Your goal
Copy exactly, please, the line that has "of the rake" in it along with every line after it to the end of the listing.

▬▬▬

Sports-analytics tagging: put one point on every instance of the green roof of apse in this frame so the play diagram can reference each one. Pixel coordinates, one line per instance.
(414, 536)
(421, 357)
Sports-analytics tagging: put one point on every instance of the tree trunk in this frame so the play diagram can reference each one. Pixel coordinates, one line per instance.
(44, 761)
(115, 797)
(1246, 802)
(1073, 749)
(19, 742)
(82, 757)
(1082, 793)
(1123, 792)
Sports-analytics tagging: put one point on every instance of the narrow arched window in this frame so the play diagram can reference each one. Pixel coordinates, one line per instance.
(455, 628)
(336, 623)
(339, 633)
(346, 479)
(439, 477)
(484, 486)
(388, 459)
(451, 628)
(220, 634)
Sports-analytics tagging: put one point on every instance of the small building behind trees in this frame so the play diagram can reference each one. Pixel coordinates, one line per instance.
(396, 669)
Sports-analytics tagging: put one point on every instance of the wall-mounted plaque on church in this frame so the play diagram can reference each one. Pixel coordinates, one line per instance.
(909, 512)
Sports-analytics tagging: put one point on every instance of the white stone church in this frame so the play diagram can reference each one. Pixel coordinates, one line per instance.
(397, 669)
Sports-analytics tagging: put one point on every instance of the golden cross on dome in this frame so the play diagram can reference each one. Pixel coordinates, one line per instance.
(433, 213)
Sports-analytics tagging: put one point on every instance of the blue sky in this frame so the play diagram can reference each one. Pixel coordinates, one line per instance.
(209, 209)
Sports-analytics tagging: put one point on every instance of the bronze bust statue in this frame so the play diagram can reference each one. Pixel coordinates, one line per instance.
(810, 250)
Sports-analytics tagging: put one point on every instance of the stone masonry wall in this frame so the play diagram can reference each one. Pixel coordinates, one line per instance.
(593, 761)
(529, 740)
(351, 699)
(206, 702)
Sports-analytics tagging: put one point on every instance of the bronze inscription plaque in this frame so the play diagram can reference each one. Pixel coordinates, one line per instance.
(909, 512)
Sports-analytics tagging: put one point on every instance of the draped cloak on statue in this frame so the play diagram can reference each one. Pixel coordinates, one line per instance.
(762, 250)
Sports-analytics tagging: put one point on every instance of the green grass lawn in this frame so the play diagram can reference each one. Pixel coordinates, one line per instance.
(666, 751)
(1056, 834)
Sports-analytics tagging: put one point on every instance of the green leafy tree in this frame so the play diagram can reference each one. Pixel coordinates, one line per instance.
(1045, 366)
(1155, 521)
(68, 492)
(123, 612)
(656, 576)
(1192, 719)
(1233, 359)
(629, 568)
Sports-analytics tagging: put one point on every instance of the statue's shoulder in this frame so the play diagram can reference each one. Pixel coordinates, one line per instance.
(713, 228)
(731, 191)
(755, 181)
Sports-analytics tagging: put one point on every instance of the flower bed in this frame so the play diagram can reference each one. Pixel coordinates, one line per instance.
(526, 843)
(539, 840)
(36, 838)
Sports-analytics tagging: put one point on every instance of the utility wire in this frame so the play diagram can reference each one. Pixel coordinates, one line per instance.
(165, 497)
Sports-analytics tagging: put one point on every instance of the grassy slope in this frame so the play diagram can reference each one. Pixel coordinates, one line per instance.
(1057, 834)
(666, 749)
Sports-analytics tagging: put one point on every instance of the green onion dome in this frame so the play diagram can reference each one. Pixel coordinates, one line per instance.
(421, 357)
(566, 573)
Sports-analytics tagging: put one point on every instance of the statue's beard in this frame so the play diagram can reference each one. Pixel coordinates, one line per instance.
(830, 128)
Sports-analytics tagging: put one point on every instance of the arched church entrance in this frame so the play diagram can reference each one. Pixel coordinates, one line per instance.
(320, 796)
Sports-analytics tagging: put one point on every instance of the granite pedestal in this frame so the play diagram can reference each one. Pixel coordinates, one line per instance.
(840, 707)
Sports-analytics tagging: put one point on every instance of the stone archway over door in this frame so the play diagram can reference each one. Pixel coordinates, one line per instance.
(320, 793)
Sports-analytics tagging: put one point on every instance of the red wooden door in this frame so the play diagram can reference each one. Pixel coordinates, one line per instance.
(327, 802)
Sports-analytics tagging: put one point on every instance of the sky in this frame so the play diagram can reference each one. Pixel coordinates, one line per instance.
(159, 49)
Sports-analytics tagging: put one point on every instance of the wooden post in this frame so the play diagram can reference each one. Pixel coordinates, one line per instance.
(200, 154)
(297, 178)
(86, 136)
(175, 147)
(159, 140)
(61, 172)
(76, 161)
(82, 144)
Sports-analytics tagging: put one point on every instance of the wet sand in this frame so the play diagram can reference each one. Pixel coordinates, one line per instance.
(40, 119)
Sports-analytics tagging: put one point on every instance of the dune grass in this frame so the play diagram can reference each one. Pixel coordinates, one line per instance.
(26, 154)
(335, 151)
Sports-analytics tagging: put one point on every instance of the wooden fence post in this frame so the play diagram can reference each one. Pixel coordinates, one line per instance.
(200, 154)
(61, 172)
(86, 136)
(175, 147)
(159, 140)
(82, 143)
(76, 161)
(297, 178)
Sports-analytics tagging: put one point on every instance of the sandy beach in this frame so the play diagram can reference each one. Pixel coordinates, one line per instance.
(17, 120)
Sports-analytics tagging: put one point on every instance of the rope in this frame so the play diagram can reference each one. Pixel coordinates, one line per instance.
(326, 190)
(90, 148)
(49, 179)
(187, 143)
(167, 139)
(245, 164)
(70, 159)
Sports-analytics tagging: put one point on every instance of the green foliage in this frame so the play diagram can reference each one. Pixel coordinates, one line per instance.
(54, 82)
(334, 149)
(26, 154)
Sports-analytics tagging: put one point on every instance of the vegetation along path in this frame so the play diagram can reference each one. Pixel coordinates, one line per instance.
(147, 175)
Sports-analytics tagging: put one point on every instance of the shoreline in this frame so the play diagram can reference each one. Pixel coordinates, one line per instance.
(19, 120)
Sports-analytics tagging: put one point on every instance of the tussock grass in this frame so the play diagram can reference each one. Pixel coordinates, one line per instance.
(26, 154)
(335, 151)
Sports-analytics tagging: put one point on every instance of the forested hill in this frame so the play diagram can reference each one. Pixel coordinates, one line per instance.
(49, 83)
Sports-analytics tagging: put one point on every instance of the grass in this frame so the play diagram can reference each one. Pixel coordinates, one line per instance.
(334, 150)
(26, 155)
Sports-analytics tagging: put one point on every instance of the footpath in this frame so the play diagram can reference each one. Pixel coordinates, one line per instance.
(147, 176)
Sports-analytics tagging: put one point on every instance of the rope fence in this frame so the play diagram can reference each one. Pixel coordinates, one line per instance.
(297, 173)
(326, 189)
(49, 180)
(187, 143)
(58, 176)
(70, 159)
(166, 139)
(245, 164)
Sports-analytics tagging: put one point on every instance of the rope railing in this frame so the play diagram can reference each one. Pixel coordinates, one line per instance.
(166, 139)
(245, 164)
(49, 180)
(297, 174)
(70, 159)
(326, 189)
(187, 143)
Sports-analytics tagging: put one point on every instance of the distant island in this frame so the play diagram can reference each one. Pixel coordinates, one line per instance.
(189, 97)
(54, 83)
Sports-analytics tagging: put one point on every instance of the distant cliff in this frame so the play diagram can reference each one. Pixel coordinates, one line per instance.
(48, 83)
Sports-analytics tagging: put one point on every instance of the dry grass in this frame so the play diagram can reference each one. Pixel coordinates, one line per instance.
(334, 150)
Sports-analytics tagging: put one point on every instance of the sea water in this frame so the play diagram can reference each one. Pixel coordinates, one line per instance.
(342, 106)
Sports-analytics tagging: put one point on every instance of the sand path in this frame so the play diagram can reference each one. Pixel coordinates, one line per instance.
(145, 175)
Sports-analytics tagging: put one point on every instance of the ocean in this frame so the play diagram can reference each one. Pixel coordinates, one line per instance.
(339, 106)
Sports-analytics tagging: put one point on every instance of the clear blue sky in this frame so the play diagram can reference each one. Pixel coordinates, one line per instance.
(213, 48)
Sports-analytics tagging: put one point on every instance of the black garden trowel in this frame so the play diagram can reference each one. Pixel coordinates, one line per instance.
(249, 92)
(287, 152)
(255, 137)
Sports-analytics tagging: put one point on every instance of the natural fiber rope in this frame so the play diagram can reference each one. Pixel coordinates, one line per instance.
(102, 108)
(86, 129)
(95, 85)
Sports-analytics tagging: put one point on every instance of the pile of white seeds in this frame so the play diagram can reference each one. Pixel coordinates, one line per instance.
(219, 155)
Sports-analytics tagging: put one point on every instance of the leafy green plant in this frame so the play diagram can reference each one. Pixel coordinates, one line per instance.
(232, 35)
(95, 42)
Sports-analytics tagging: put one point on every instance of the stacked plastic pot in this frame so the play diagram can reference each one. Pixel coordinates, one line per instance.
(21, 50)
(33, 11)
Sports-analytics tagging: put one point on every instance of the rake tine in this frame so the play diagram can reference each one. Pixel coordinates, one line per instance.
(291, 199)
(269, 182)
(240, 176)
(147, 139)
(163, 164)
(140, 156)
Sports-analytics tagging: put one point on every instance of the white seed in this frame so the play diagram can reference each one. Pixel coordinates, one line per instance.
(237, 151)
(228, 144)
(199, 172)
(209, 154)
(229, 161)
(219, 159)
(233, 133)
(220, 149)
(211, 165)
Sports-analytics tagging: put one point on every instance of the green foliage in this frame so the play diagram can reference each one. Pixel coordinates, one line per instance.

▬▬▬

Task response
Sports-analytics tagging: put one point on every instance of the rake tine in this frame so the play diagram can reference each one. Pixel coordinates, one line per instance.
(291, 199)
(269, 182)
(240, 176)
(147, 139)
(163, 164)
(140, 156)
Sports-analytics tagging: put one point on every instance of the white seed in this frame so the play diagram can reference each one. Pixel coordinates, one line per instance.
(237, 151)
(228, 144)
(199, 172)
(209, 154)
(229, 161)
(219, 159)
(233, 133)
(220, 149)
(211, 165)
Sports-analytics tagging: put one point on every instance of the green foliage in this frame so the play diagram can reference each one. Pixel coordinates, one line per instance.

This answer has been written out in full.